Transcribe, word for word, the line containing "For the benchmark, provide one point per instance of the orange" and each line following it through the end of the listing below. Omit all other lines.

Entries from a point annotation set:
---*---
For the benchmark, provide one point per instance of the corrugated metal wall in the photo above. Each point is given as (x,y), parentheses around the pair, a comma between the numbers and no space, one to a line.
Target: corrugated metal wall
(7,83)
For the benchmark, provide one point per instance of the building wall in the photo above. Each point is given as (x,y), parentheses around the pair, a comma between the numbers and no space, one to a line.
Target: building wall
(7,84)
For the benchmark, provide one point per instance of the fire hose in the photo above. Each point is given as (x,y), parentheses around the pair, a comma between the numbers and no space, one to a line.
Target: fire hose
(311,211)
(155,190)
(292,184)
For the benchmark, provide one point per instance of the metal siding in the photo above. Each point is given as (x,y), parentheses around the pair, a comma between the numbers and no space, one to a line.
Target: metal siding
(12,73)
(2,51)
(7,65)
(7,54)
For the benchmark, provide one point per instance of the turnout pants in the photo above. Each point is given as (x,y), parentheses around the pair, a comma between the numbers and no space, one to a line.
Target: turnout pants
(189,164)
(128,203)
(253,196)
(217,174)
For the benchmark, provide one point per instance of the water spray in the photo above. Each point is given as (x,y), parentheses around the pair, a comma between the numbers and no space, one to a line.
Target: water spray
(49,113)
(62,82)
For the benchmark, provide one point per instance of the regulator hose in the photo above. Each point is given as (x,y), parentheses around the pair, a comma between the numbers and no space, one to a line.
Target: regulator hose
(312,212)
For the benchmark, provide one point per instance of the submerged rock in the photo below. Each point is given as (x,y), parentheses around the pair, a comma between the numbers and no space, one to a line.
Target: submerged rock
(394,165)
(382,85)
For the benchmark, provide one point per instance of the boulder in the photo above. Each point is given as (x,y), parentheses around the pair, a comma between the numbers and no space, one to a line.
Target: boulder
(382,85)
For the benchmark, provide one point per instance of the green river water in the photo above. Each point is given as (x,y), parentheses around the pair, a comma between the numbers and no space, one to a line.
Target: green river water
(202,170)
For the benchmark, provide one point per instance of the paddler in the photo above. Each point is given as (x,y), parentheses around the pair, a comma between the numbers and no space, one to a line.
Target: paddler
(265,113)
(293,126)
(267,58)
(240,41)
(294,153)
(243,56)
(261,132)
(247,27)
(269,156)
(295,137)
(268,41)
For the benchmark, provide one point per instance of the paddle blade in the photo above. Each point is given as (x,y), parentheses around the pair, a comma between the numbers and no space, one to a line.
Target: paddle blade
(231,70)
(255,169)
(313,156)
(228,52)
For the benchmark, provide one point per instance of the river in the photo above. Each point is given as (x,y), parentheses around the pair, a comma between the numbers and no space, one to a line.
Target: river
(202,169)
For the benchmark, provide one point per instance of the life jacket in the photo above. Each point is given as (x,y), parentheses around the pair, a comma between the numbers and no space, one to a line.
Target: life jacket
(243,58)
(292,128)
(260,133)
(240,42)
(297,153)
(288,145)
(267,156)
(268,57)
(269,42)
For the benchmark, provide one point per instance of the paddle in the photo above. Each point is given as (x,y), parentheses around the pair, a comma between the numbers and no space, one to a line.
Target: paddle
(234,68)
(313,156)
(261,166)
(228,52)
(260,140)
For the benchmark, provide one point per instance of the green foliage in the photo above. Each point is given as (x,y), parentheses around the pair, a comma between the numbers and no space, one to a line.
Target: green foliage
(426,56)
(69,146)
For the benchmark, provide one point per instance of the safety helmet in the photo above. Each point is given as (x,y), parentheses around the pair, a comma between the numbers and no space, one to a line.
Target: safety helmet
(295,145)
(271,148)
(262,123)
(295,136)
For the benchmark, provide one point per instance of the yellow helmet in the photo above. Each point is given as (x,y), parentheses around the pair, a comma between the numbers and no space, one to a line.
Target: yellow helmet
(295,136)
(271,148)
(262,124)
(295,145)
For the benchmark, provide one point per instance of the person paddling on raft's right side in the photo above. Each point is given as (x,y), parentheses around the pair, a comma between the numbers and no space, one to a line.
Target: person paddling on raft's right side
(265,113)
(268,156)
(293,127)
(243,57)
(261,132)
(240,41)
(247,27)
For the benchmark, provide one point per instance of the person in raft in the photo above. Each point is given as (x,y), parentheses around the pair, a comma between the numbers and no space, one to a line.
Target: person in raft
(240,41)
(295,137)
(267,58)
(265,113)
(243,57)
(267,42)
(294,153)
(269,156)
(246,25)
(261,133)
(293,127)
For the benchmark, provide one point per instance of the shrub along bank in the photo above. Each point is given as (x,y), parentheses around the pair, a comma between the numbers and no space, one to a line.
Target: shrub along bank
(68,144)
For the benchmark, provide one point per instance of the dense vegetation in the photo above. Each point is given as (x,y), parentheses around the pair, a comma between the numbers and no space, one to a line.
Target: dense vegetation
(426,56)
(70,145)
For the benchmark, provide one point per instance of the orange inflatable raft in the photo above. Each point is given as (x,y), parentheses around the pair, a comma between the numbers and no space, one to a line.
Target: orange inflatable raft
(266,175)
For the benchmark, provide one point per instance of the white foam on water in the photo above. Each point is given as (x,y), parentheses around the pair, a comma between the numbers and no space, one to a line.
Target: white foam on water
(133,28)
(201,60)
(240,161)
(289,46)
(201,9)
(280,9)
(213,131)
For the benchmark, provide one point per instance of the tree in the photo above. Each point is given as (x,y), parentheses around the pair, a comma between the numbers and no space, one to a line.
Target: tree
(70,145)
---*---
The result:
For the benchmark, provide one point per instance of the orange inflatable raft in the photo above. Each point is given as (x,y), parentheses around the pair, a comma between the numbers and no space, one to a line.
Target: orange inflatable raft
(266,175)
For the benchmark, provide one point per instance of the white foam on water in the photo above. Each point is given as (x,y), parentheses around the pair, a comma between the numbers and no space, one to a line.
Target: white foam on water
(133,28)
(201,60)
(240,161)
(289,46)
(201,9)
(280,9)
(213,131)
For the benchmark, provide one point per instance of the tree in the photo above. Each point is given as (x,y), parentheses around the pair, a comma between the numbers and no space, one to a line.
Target: tree
(70,145)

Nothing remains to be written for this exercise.